> Exercise task: Edit each listing by changing "baseboard" to "skirting board" and leave every other part of the lines as it is.

> Items:
====================

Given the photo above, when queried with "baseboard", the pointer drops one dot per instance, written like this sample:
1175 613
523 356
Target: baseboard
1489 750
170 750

====================

> Complete response:
Given the photo above, when queried with "skirting board", the pointer drops one dot per instance, written like this sample:
1175 613
523 356
Target: skirting board
1489 750
170 750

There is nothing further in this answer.